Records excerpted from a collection
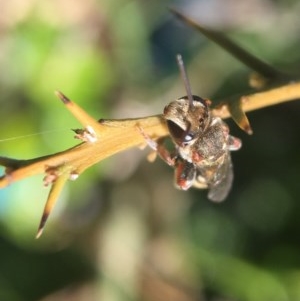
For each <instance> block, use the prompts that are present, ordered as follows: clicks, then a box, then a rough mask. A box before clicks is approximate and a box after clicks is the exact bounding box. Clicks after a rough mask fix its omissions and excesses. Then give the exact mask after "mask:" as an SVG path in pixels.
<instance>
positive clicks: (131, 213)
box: [0, 0, 300, 301]
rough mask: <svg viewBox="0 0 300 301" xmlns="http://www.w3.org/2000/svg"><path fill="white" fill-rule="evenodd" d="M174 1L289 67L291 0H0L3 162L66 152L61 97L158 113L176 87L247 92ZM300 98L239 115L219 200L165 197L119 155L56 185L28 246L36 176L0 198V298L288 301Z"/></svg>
mask: <svg viewBox="0 0 300 301" xmlns="http://www.w3.org/2000/svg"><path fill="white" fill-rule="evenodd" d="M169 6H174V7H177V8H178V9H179V10H180V11H182V12H183V13H185V14H187V15H190V16H192V17H193V18H195V19H196V20H199V21H200V22H202V23H203V24H206V25H207V26H209V27H212V28H215V29H218V30H220V31H223V32H225V33H227V34H228V35H229V36H230V37H232V39H234V40H235V41H236V42H238V43H239V44H240V45H243V46H244V47H245V48H246V49H248V50H249V51H250V52H252V53H253V54H255V55H256V56H258V57H260V58H262V59H264V60H265V61H267V62H268V63H270V64H271V65H273V66H276V67H278V68H282V69H283V70H287V71H290V72H295V71H297V70H298V68H299V66H300V62H299V60H300V52H299V42H300V40H299V32H300V20H299V13H300V5H299V2H298V1H271V0H269V1H268V0H261V1H257V0H255V1H246V0H245V1H230V0H226V1H224V0H214V1H151V2H150V1H141V0H140V1H125V0H123V1H121V0H114V1H96V0H89V1H79V0H76V1H71V0H60V1H58V0H45V1H35V0H26V1H5V0H0V11H1V16H0V70H1V72H0V107H1V110H0V121H1V132H0V154H1V156H9V157H13V158H20V159H27V158H33V157H37V156H41V155H45V154H49V153H54V152H57V151H61V150H63V149H66V148H69V147H71V146H73V145H75V144H76V141H74V139H73V134H72V132H71V131H70V129H72V128H77V127H78V126H79V125H78V124H77V122H76V120H74V119H73V117H72V116H71V115H70V114H69V112H68V111H67V110H66V109H65V108H64V107H63V106H62V105H61V103H60V102H59V100H57V99H56V98H55V96H54V94H53V91H54V90H57V89H59V90H61V91H63V92H64V93H65V94H66V95H67V96H69V97H70V98H72V99H73V100H74V101H76V102H77V103H78V104H79V105H80V106H82V107H83V108H85V109H86V111H87V112H89V113H90V114H91V115H92V116H94V117H95V118H97V119H98V118H126V117H138V116H147V115H153V114H158V113H161V112H162V110H163V108H164V106H165V105H166V104H167V103H168V102H170V101H171V100H174V99H176V98H178V97H180V96H182V95H184V94H185V92H184V87H183V83H182V82H181V79H180V75H179V72H178V68H177V65H176V61H175V55H176V54H177V53H179V52H180V53H182V54H183V56H184V60H185V63H186V65H187V69H188V73H189V77H190V81H191V85H192V89H193V93H194V94H198V95H200V96H202V97H209V98H211V99H212V100H213V102H215V101H217V100H220V99H226V97H228V96H231V95H233V94H235V93H239V92H246V91H247V90H248V86H247V78H248V76H249V74H250V72H251V71H250V70H248V69H247V68H246V67H244V66H243V65H242V64H241V63H239V62H237V61H236V60H235V59H234V58H231V57H230V56H229V55H228V54H226V53H225V52H224V51H223V50H222V49H221V48H219V47H218V46H216V45H214V44H213V43H212V42H211V41H209V40H207V39H206V38H204V37H203V36H201V35H200V34H199V33H198V32H196V31H195V30H193V29H191V28H189V27H188V26H186V25H185V24H183V23H181V22H180V21H178V20H176V19H175V18H174V17H173V16H172V14H171V13H170V12H169V10H168V7H169ZM299 114H300V104H299V103H298V102H290V103H285V104H282V105H278V106H274V107H269V108H265V109H261V110H259V111H255V112H251V113H249V114H248V117H249V119H250V122H251V125H252V128H253V130H254V134H253V135H252V136H248V135H247V134H245V133H244V132H242V131H241V130H240V129H239V128H237V126H236V125H235V124H234V123H233V122H232V121H231V120H229V121H228V123H229V125H230V128H231V132H232V133H233V135H235V136H237V137H240V138H241V139H242V141H243V147H242V149H241V150H240V151H238V152H235V153H233V162H234V171H235V181H234V185H233V189H232V191H231V193H230V195H229V197H228V199H227V200H226V201H225V202H224V203H221V204H214V203H211V202H210V201H209V200H207V198H206V193H207V192H206V191H200V190H194V189H191V190H189V191H188V192H182V191H178V190H176V189H175V188H174V187H173V185H172V181H173V171H172V169H171V168H169V167H168V166H166V164H165V163H163V162H162V161H161V160H157V161H156V162H155V163H149V162H147V160H146V155H147V153H148V150H144V151H141V150H139V149H134V150H129V151H127V152H124V153H123V154H119V155H117V156H115V157H112V158H111V159H108V160H106V161H104V162H101V163H99V164H98V165H97V166H94V167H92V168H91V169H90V170H88V171H87V172H85V173H84V174H83V175H82V176H81V177H80V178H79V179H78V180H77V181H76V182H72V183H71V182H70V183H68V185H67V187H66V189H65V190H64V192H63V194H62V196H61V198H60V200H59V203H58V205H57V206H56V208H55V210H54V212H53V214H52V215H51V217H50V220H49V223H48V225H47V227H46V230H45V232H44V234H43V236H42V237H41V239H39V240H35V239H34V237H35V234H36V229H37V225H38V222H39V219H40V215H41V212H42V209H43V206H44V201H45V200H46V197H47V193H48V189H44V188H43V187H42V177H34V178H32V179H28V180H24V181H22V182H20V183H15V184H13V185H12V186H10V187H8V188H5V189H3V190H1V191H0V300H9V301H19V300H24V301H30V300H44V301H49V300H50V301H54V300H55V301H56V300H72V301H73V300H76V301H79V300H105V301H110V300H147V301H148V300H149V301H152V300H175V301H176V300H226V301H227V300H228V301H229V300H230V301H231V300H249V301H257V300H261V301H264V300H273V301H276V300H280V301H283V300H300V255H299V254H300V253H299V251H300V235H299V229H300V220H299V212H300V203H299V195H300V184H299V179H300V159H299V150H300V142H299V138H300V133H299Z"/></svg>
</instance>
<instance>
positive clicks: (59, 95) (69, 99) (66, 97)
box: [54, 91, 71, 104]
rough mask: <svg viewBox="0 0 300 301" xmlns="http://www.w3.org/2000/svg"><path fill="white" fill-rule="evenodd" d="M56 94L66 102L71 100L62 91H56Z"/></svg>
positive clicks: (60, 98)
mask: <svg viewBox="0 0 300 301" xmlns="http://www.w3.org/2000/svg"><path fill="white" fill-rule="evenodd" d="M54 94H55V95H56V96H57V97H58V98H59V99H60V100H61V101H62V102H63V103H64V104H68V103H70V102H71V100H70V99H69V98H68V97H67V96H66V95H64V94H63V93H62V92H60V91H55V92H54Z"/></svg>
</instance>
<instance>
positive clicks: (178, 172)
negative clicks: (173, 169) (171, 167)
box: [175, 159, 196, 190]
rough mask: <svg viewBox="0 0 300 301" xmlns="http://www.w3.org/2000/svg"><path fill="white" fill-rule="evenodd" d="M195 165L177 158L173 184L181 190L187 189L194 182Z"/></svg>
mask: <svg viewBox="0 0 300 301" xmlns="http://www.w3.org/2000/svg"><path fill="white" fill-rule="evenodd" d="M195 177H196V168H195V166H194V165H193V164H192V163H190V162H187V161H185V160H182V159H178V160H177V161H176V165H175V186H176V187H177V188H179V189H182V190H187V189H189V188H190V187H191V186H192V185H194V183H195Z"/></svg>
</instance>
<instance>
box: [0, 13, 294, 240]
mask: <svg viewBox="0 0 300 301" xmlns="http://www.w3.org/2000/svg"><path fill="white" fill-rule="evenodd" d="M172 11H173V13H174V14H175V15H177V16H178V17H179V18H181V19H182V20H183V21H185V22H186V23H187V24H189V25H191V26H193V27H195V28H196V29H198V30H199V31H201V32H202V33H204V34H205V35H206V36H207V37H209V38H210V39H212V40H213V41H215V42H216V43H218V44H219V45H220V46H221V47H223V48H225V49H226V50H227V51H229V52H232V54H233V55H234V56H236V57H237V58H238V59H239V60H241V61H243V62H244V63H246V64H247V65H248V66H249V67H251V66H252V68H253V69H254V70H255V71H257V72H259V73H260V74H262V75H263V76H264V78H267V79H268V80H270V81H269V82H268V83H271V84H272V85H273V87H272V88H266V87H265V88H264V90H260V91H256V92H254V93H251V94H249V95H242V96H238V97H233V98H231V99H228V100H225V101H223V102H222V103H220V104H219V105H218V106H215V107H213V108H212V114H213V115H214V116H219V117H221V118H228V117H230V116H231V117H232V118H233V119H234V120H235V121H236V123H237V124H238V125H239V126H240V127H241V128H242V129H243V130H244V131H246V132H247V133H248V134H251V133H252V130H251V127H250V124H249V121H248V119H247V117H246V115H245V112H249V111H252V110H257V109H260V108H263V107H267V106H271V105H274V104H279V103H283V102H286V101H290V100H296V99H298V98H300V82H299V81H298V82H297V81H294V82H293V81H291V79H290V77H289V76H284V75H283V74H282V73H281V72H277V70H275V69H273V68H272V67H269V66H268V65H266V64H265V63H263V64H260V63H258V62H260V60H259V59H257V58H255V57H253V56H252V55H250V54H248V53H247V52H246V51H245V50H243V49H242V48H240V47H239V46H237V45H236V44H234V43H233V42H231V41H230V40H229V39H228V38H226V37H225V36H223V35H221V34H220V33H216V32H214V31H211V30H208V29H207V28H205V27H203V26H200V25H199V24H197V23H195V22H194V21H192V20H191V19H189V18H187V17H186V16H184V15H182V14H181V13H179V12H177V11H175V10H174V9H173V10H172ZM222 43H223V44H222ZM230 49H231V51H230ZM232 49H235V50H234V51H232ZM245 54H246V55H245ZM249 58H250V61H249ZM253 64H254V65H253ZM279 75H280V76H279ZM268 76H269V77H268ZM279 78H280V81H278V79H279ZM274 83H276V85H275V87H274ZM56 95H57V96H58V97H59V98H60V99H61V100H62V102H63V104H64V105H65V106H66V108H67V109H68V110H69V111H70V112H71V113H72V114H73V115H74V117H75V118H76V119H77V120H78V121H79V122H80V123H81V124H82V126H83V129H79V130H76V131H75V133H76V136H75V137H76V138H78V139H80V140H81V143H80V144H78V145H76V146H74V147H72V148H70V149H67V150H65V151H62V152H59V153H56V154H52V155H47V156H43V157H39V158H34V159H30V160H17V159H11V158H6V157H0V165H2V166H4V167H5V174H4V175H3V176H1V177H0V188H4V187H6V186H8V185H10V184H12V183H14V182H16V181H19V180H22V179H24V178H27V177H29V176H33V175H36V174H44V175H45V176H44V185H45V186H48V185H49V186H51V189H50V193H49V196H48V199H47V201H46V204H45V208H44V212H43V215H42V218H41V221H40V225H39V228H38V233H37V237H39V236H40V235H41V234H42V231H43V229H44V226H45V223H46V221H47V218H48V216H49V214H50V212H51V210H52V208H53V206H54V205H55V203H56V201H57V199H58V196H59V194H60V192H61V191H62V189H63V187H64V185H65V183H66V181H67V180H76V179H77V178H78V176H79V175H80V174H81V173H82V172H83V171H85V170H86V169H87V168H88V167H90V166H92V165H94V164H96V163H97V162H99V161H101V160H103V159H105V158H107V157H110V156H112V155H114V154H116V153H118V152H121V151H124V150H126V149H129V148H132V147H138V146H143V145H145V139H144V137H143V135H142V134H141V131H140V129H141V128H142V129H143V132H144V133H145V134H146V135H147V136H149V137H151V139H154V140H155V139H159V138H162V137H164V136H168V130H167V127H166V123H165V120H164V118H163V115H155V116H150V117H149V116H147V117H143V118H134V119H121V120H104V119H101V120H99V121H97V120H95V119H94V118H93V117H91V116H90V115H89V114H87V113H86V112H85V111H84V110H83V109H82V108H80V107H79V106H78V105H76V104H75V103H74V102H72V101H71V100H70V99H68V98H67V97H66V96H65V95H63V94H62V93H61V92H56Z"/></svg>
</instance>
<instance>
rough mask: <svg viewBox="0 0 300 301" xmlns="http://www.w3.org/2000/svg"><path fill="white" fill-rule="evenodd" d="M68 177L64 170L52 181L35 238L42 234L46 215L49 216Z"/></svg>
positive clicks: (56, 201)
mask: <svg viewBox="0 0 300 301" xmlns="http://www.w3.org/2000/svg"><path fill="white" fill-rule="evenodd" d="M69 177H70V172H65V173H63V174H61V175H60V176H59V177H57V179H56V180H55V181H54V182H53V184H52V186H51V189H50V192H49V196H48V199H47V201H46V204H45V207H44V211H43V215H42V218H41V221H40V224H39V227H38V231H37V235H36V238H39V237H40V236H41V235H42V233H43V230H44V228H45V225H46V222H47V220H48V217H49V215H50V213H51V211H52V209H53V207H54V205H55V203H56V202H57V199H58V197H59V194H60V192H61V191H62V189H63V187H64V184H65V183H66V181H67V180H68V179H69Z"/></svg>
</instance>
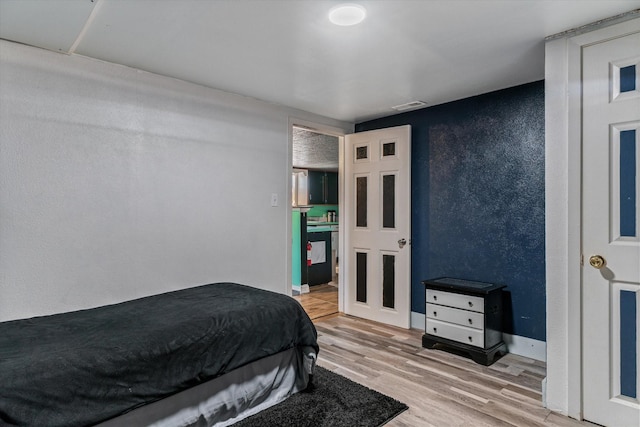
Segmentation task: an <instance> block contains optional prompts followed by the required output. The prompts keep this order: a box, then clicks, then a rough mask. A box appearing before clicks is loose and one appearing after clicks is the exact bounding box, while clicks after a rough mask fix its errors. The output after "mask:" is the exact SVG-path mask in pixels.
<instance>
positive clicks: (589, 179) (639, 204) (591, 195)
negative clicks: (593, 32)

### [EXERCISE BRIEF]
Pick from the records each line that contains the word "pixels" and show it.

### [TASK SOLUTION]
For each <instance> block, use the prompts that are present, ordered as follows: clicks, then a box, then a rough mask. A box before clicks is approximate and a box after clicks is the exact bounding box. Clicks after a rough mask fix its omissions and excesses. Then give the exact mask after "mask:" as an SVG path in pixels.
Segmentation task: an <instance> block contains optional prompts followed by the required output. The prompts keep this order: a box, then clicks, then a rough mask. A box appearing before clicks is loose and one appearing after clicks is the exact bounding box, while clicks after a rough mask fix its errors. The output after "mask:" is the exact SVG-path mask in pixels.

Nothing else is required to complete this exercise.